WORK INSTRUCTIONS:
The data must be written out once more, precisely as given.

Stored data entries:

########

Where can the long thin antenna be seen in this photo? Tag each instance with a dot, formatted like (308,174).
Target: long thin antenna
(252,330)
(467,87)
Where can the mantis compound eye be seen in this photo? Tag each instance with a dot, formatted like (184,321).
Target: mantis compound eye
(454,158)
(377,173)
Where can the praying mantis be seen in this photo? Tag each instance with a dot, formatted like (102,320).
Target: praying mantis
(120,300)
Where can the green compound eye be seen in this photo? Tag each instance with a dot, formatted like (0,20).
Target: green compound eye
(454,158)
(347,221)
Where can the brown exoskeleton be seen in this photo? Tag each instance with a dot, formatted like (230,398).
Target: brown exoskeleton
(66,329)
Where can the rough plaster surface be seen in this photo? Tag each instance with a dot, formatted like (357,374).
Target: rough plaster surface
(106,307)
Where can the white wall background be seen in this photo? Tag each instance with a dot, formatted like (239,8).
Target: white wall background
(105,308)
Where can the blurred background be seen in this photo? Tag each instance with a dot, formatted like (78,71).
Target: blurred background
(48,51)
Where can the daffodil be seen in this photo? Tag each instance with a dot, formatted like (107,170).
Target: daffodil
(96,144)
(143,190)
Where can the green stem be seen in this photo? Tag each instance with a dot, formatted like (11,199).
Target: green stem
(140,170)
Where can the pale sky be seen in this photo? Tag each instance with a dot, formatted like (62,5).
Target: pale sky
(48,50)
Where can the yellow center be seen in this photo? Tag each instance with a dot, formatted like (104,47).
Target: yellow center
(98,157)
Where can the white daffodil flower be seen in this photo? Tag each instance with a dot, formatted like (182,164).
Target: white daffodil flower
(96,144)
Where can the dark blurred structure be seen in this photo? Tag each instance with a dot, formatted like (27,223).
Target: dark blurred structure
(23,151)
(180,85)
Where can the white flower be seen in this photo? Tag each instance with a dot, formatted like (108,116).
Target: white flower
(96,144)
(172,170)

########

WRITTEN ANSWER:
Where can the long thin antenna be seen in this photo? Tag each instance with a dot, formatted like (308,174).
Target: long thin antenna
(252,330)
(467,87)
Where can the mantis compound eye be seen in this photo? Tag each instance with a dot, formatted like (184,321).
Target: mantis compound eye
(454,158)
(377,173)
Where can the praying mantis be seen in this photo? Tag each instance with a dot, formatted like (102,320).
Target: praying mantis
(120,300)
Where can the green compound eye be seen in this photo? Tag each instance with a dot, formatted like (0,20).
Target: green compound eye
(454,158)
(347,221)
Where can the brown exoskeleton be seen in this photo? Tag each instance with a dot, formatted like (230,398).
Target: brown exoskeleton
(66,329)
Where can the rough plaster surface be seen in this photo? Tag each instance with a dot, formatted like (357,374).
Target: rough plaster surface
(106,307)
Where can the white wall background be seen in this photo? Tag each instance with a dot, formatted like (239,8).
Target: white wall background
(105,308)
Where can the blurred background be seen in this photo? Tag each instance with a dot, formatted like (78,71).
Target: blurred background
(48,51)
Where can the daffodil be seen in this photo? Tag each instance with a dot, formatted like (107,170).
Target: daffodil
(96,144)
(143,190)
Where can the green stem be seen in this photo? Tag each instance with a dot, formatted like (11,199).
Target: green stem
(140,170)
Where can the pale sky be seen in this photo? Tag each instance with a dot, formatted like (62,5).
Target: pale sky
(48,50)
Where can the yellow center be seen in this photo? Tag each instance with a dot, formatted like (104,47).
Target: yellow center
(98,157)
Where can the white daffodil flower be seen in this photo? Tag each instance with a dot, formatted like (182,164).
Target: white daffodil flower
(96,144)
Where can the dark blurred structure be seen in this photo? Tag each instance with a dot, formatted like (27,223).
Target: dark blurred structure
(23,151)
(180,85)
Where can the white flower be seen in this photo? Tag each instance with a dot, formatted like (108,116).
Target: white flower
(96,144)
(172,170)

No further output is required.